■ Written problem 1
Extract the passage of the forum thread from "# My new CMV" up to and including "to Platinum interchange.".

[begin Text]

# My new CMV experiences.  So far, so good.



## chriskre (Nov 10, 2011)

Just wanted to come back and post for those curious about these CMV units being given away like I was.  

http://tugbbs.com/forums/showthread.php?t=155237&highlight=christmas+mountain+village

I've had my account set up now for only one month and so far I've been able to get 4 ressies and do four deposits.  I gave one to RCI points, two to II and one to Platinum interchange.  

BG has been very accomodating and the reps seem to understand how the UDI's work or else I've just been lucky so far.   

If you're thinking about taking one of these or are curious, just wanted to share that I'm happy so far.  Granted it's only been one month but I'm planning on fattening the TPU piggy bank and this is a great ownership to do that with.


----------



## glypnirsgirl (Nov 10, 2011)

chriskre said:


> Just wanted to come back and post for those curious about these CMV units being given away like I was.
> 
> http://tugbbs.com/forums/showthread.php?t=155237&highlight=christmas+mountain+village
> 
> ...



Way to go Chris!  

You are putting those UDIs to heavy lifting. 

elaine


----------



## chriskre (Nov 10, 2011)

glypnirsgirl said:


> Way to go Chris!
> 
> You are putting those UDIs to heavy lifting.
> 
> elaine



Yeah, I'm getting quite a workout.
I seriously need to get organized cause it's alot to keep track of as if I didn't have enough with my other ownerships.

[end Text]

■ Written problem 2
Copy the rows from the line with "Instruction for this labeling pass: find the white building" up to and including the line with "[137, 148, 232, 180]".

[begin Data to use]

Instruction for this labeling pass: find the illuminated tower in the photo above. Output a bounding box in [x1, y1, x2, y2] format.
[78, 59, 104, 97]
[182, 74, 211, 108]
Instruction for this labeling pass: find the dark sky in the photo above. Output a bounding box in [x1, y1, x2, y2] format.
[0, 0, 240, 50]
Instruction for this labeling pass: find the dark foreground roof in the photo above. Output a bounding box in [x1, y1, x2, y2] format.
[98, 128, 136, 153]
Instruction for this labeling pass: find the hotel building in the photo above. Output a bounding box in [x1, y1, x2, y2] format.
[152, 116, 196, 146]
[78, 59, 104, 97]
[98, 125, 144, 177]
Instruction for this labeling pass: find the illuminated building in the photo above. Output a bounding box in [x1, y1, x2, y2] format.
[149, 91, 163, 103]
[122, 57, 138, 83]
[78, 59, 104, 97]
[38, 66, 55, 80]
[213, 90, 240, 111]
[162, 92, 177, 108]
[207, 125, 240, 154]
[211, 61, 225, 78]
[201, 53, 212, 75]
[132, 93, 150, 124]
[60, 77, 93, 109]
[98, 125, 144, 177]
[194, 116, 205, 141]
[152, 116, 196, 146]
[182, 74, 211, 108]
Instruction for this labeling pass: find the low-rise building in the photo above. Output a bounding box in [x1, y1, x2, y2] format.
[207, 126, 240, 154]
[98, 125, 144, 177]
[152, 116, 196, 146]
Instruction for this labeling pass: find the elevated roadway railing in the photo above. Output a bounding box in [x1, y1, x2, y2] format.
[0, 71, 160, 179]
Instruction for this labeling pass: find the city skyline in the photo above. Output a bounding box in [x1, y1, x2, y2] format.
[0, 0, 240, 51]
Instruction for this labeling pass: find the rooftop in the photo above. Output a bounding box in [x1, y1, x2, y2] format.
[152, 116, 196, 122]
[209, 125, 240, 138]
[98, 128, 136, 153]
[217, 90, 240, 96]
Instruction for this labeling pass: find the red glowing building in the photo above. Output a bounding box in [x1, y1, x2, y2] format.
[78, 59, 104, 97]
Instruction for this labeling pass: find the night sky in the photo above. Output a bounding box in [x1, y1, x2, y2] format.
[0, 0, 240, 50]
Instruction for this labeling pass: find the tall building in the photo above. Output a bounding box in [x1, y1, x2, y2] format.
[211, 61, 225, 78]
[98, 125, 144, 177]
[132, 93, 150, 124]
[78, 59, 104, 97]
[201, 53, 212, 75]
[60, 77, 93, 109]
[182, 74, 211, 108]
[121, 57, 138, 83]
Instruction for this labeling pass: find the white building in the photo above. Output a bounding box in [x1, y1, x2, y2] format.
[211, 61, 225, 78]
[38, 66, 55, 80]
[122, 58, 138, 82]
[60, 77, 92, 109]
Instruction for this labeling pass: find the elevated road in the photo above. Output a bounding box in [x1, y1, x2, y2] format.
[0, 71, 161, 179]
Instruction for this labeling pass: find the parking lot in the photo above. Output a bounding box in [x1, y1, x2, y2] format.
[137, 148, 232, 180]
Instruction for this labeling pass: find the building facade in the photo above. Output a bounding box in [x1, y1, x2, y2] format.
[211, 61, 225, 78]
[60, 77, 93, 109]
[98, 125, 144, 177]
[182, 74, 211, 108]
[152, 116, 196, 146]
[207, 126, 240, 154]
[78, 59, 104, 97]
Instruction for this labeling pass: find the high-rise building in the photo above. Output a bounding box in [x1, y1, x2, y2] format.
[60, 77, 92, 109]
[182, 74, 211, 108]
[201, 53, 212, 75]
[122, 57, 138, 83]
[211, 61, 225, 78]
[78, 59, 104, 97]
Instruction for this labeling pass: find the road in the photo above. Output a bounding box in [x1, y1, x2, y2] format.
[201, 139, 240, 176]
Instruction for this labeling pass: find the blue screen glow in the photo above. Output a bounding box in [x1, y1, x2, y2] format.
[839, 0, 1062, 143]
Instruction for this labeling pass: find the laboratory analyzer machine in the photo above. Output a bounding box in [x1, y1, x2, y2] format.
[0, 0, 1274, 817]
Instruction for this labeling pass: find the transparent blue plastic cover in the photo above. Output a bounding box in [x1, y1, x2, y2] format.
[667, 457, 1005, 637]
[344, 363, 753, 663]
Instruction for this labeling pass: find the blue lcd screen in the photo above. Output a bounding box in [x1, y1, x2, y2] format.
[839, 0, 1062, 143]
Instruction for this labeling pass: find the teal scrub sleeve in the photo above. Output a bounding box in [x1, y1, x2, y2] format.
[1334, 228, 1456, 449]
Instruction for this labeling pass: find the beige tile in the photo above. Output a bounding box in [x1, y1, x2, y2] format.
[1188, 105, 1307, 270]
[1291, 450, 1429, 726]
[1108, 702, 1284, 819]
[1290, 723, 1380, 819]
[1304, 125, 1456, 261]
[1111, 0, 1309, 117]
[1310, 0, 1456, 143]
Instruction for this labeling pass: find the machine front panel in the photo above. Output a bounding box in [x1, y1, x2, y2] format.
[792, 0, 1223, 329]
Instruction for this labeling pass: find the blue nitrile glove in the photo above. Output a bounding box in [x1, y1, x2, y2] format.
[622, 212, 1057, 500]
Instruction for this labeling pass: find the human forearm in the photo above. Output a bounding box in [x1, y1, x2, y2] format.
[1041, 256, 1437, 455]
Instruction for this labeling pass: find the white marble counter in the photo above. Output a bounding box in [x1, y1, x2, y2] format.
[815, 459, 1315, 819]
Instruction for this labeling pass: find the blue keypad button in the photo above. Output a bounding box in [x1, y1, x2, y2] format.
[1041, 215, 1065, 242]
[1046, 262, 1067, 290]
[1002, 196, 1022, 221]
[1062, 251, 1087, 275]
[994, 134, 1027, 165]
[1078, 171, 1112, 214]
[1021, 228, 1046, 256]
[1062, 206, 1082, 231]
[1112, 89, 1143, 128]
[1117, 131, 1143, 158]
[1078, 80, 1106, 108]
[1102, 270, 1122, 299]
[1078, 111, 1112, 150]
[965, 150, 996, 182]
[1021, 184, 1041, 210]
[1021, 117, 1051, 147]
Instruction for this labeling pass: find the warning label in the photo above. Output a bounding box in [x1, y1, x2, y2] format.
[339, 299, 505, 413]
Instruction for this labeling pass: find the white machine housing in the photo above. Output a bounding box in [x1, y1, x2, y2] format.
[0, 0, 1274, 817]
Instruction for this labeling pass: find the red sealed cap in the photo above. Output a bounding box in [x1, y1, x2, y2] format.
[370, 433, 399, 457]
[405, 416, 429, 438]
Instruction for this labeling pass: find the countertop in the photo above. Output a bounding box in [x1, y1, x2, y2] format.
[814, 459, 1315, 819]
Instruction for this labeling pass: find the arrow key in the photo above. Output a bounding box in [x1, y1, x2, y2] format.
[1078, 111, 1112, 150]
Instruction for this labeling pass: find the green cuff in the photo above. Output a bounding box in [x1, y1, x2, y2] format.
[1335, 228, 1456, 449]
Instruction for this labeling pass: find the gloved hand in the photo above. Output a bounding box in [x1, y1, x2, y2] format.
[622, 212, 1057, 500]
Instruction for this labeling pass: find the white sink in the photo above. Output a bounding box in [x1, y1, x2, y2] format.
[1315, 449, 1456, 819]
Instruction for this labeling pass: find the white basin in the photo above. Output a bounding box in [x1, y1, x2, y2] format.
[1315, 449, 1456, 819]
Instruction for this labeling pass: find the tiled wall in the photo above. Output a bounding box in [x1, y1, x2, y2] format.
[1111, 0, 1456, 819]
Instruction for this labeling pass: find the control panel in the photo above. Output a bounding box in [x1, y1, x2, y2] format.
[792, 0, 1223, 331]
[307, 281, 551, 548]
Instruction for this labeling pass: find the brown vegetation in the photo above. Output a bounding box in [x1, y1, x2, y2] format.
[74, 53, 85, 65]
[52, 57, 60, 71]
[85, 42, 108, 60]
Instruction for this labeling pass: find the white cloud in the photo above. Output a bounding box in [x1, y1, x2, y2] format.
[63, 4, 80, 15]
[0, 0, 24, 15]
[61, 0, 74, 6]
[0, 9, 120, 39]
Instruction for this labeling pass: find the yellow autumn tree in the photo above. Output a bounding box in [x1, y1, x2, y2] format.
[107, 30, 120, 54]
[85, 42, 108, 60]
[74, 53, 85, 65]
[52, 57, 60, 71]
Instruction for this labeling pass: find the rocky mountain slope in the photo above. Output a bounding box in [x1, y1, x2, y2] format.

[end Data to use]

■ Full output 1
# My new CMV experiences.  So far, so good.



## chriskre (Nov 10, 2011)

Just wanted to come back and post for those curious about these CMV units being given away like I was.  

http://tugbbs.com/forums/showthread.php?t=155237&highlight=christmas+mountain+village

I've had my account set up now for only one month and so far I've been able to get 4 ressies and do four deposits.  I gave one to RCI points, two to II and one to Platinum interchange.

■ Full output 2
Instruction for this labeling pass: find the white building in the photo above. Output a bounding box in [x1, y1, x2, y2] format.
[211, 61, 225, 78]
[38, 66, 55, 80]
[122, 58, 138, 82]
[60, 77, 92, 109]
Instruction for this labeling pass: find the elevated road in the photo above. Output a bounding box in [x1, y1, x2, y2] format.
[0, 71, 161, 179]
Instruction for this labeling pass: find the parking lot in the photo above. Output a bounding box in [x1, y1, x2, y2] format.
[137, 148, 232, 180]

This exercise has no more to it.